─── PROVIDED DATA ───
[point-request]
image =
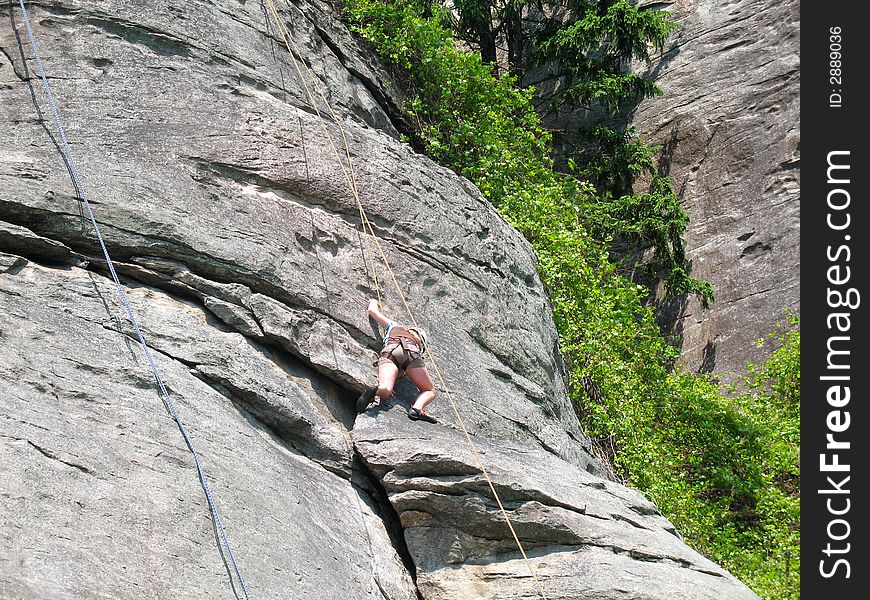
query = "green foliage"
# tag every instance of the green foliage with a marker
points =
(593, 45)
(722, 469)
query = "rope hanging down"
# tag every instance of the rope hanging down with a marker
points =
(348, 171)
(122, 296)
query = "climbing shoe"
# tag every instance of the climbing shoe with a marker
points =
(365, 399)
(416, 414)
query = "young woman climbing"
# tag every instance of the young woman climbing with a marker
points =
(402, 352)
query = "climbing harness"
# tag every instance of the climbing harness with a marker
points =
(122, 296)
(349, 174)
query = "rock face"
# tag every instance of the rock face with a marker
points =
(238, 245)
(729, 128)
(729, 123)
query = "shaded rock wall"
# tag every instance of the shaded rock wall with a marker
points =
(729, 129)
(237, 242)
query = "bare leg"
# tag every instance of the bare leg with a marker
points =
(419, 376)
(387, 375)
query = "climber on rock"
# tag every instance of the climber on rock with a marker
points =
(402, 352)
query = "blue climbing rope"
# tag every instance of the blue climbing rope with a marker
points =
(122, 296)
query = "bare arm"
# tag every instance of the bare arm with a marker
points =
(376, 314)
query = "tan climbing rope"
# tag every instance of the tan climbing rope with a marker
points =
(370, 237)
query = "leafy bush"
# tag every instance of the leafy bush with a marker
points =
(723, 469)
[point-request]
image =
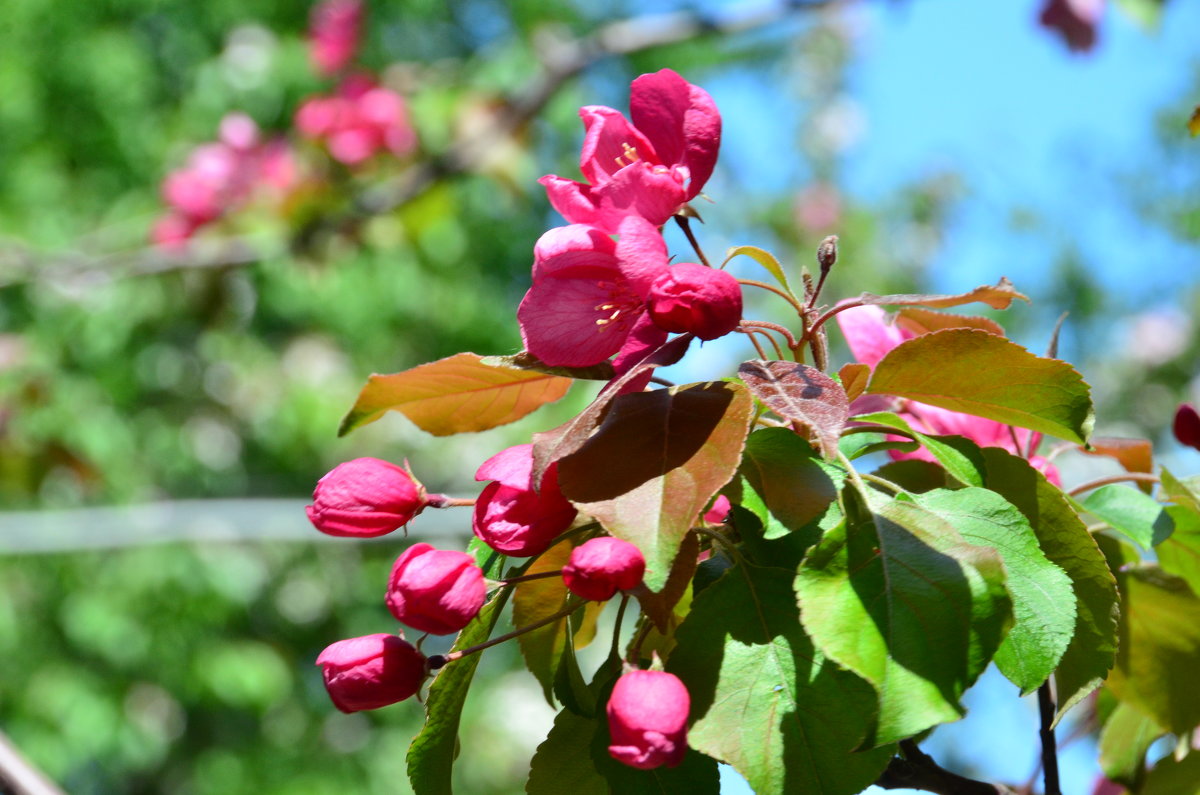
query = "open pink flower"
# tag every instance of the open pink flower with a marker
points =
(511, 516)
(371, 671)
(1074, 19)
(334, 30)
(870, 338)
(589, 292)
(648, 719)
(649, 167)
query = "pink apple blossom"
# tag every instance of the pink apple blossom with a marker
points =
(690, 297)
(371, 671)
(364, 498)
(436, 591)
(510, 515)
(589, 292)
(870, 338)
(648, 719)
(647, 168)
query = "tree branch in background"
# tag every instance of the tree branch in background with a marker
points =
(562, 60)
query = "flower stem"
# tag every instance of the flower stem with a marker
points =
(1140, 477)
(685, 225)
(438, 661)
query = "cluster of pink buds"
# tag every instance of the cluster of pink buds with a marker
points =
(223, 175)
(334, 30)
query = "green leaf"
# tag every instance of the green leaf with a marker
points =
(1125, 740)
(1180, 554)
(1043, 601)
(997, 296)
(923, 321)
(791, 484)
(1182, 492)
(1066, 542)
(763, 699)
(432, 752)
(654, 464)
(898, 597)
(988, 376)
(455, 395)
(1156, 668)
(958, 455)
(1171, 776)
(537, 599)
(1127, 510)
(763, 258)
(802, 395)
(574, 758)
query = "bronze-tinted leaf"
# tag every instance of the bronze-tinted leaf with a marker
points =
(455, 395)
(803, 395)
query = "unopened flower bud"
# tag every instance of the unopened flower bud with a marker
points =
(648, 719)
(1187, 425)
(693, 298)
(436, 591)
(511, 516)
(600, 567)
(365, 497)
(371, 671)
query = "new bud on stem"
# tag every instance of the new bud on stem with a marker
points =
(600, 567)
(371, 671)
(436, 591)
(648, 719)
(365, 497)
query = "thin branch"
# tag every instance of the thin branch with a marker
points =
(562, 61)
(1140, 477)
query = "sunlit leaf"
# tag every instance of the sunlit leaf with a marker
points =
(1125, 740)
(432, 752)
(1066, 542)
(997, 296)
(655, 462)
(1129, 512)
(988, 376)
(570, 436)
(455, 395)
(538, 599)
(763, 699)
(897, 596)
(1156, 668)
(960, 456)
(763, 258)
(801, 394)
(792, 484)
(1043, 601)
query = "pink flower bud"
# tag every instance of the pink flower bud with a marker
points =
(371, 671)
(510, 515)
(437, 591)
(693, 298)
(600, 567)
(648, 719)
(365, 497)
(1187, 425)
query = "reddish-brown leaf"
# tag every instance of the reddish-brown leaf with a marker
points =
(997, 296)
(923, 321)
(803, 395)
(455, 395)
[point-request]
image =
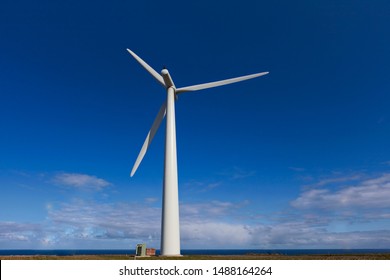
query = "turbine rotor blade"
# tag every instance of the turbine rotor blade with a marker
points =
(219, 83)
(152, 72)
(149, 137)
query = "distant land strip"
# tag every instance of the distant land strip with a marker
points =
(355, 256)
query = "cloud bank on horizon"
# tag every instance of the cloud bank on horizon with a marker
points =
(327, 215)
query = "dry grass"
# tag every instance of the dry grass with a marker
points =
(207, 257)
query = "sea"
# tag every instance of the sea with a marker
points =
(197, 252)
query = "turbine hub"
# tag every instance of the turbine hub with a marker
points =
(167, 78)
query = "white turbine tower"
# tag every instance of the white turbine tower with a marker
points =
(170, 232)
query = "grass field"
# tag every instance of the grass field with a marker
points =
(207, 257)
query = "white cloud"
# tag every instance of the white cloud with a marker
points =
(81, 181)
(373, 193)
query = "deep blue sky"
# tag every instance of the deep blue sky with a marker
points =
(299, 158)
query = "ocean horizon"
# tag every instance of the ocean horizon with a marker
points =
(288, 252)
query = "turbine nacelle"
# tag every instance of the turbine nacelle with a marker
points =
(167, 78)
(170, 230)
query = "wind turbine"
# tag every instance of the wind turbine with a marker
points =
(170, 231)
───
─── PROVIDED DATA ───
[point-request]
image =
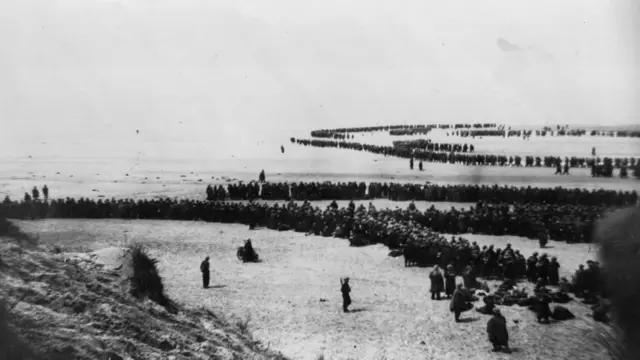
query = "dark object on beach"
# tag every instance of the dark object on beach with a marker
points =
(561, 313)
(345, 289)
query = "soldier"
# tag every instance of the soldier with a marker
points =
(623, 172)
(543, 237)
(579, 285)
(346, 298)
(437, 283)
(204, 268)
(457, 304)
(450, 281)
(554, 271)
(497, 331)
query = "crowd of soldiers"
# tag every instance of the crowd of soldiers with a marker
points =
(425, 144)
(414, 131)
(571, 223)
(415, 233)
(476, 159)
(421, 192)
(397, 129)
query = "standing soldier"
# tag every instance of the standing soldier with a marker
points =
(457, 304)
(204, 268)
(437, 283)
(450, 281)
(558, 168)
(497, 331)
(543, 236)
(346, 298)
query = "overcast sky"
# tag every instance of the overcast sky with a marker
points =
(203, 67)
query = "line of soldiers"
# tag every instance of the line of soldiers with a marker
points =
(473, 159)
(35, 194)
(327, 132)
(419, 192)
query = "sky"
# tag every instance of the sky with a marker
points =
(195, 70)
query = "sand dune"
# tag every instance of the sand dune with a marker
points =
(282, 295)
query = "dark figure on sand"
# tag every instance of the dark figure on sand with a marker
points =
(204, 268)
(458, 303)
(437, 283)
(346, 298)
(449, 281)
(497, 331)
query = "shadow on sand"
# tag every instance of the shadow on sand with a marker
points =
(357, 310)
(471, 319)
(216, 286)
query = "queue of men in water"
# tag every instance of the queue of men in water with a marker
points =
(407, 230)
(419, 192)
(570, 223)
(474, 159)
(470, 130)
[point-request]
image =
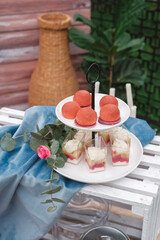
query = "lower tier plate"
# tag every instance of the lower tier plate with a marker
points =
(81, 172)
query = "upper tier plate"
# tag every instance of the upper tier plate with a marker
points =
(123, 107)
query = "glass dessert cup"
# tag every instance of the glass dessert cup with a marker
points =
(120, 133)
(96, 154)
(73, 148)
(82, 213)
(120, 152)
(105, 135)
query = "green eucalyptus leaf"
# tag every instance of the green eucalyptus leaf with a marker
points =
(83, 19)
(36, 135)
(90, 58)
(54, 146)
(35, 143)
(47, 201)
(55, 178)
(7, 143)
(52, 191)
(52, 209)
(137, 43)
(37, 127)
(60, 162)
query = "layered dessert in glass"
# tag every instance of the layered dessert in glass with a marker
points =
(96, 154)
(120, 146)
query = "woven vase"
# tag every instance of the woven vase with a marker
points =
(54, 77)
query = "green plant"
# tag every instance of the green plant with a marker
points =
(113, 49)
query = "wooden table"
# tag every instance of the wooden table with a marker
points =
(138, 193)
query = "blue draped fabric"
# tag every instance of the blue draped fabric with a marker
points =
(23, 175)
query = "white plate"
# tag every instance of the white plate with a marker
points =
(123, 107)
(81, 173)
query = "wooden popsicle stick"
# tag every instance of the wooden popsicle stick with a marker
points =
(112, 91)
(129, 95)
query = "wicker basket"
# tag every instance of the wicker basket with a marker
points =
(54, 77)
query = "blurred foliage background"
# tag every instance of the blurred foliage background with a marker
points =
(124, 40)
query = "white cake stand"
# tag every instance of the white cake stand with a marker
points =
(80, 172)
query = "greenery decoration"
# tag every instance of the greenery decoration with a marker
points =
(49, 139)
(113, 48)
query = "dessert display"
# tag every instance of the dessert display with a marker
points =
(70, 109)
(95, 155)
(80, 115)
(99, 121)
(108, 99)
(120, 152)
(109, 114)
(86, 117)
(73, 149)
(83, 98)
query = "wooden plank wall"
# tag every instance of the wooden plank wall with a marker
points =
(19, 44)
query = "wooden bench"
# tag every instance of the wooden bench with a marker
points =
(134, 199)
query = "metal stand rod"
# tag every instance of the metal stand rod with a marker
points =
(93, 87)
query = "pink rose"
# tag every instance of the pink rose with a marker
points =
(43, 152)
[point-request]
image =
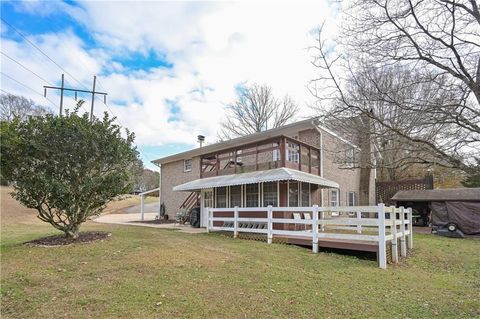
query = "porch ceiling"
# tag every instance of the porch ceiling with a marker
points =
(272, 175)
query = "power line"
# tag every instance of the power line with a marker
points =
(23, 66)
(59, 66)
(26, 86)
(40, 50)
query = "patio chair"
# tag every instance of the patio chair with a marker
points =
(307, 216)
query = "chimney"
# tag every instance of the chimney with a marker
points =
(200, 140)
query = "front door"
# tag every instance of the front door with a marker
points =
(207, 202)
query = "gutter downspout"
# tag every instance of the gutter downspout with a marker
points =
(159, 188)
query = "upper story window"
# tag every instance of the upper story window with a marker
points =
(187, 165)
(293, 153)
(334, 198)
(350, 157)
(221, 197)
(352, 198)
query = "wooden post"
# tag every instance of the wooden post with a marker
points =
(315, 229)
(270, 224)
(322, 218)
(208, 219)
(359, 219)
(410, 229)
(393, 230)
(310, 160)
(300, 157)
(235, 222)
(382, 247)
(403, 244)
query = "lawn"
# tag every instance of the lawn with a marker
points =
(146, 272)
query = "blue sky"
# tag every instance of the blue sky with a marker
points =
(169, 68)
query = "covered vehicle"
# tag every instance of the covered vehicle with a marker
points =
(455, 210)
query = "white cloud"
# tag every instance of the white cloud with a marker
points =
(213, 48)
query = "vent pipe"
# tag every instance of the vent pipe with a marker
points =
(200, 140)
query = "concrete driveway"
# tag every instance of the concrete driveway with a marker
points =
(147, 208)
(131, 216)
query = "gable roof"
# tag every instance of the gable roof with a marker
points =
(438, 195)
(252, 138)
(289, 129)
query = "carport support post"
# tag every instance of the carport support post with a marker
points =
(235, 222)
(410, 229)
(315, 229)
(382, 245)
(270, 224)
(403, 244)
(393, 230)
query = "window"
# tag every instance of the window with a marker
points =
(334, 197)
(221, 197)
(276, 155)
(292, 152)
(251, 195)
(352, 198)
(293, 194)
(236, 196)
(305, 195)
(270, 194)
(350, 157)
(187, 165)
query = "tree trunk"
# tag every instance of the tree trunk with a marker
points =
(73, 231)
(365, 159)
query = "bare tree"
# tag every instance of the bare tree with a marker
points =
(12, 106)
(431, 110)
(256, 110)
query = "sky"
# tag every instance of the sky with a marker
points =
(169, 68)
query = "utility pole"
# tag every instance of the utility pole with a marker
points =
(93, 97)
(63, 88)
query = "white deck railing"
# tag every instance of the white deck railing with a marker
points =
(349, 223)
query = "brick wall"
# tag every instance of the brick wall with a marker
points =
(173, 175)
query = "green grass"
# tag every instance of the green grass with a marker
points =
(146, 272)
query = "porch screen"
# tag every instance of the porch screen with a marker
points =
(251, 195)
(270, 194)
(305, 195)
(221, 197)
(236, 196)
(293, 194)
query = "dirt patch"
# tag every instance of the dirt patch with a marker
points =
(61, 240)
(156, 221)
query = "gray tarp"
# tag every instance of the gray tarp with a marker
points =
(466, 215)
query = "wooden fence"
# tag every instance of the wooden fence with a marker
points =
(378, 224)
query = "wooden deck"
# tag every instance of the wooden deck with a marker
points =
───
- **TASK GOAL**
From the items above, gather every line that contains the string "dessert".

- **EXERCISE RESULT**
query = "glass dessert cup"
# tag every instance of the glass dessert cup with a marker
query = "layered dessert in glass"
# tag every instance of the layered dessert in glass with a marker
query = "dessert display"
# tag every instance of the dessert display with a marker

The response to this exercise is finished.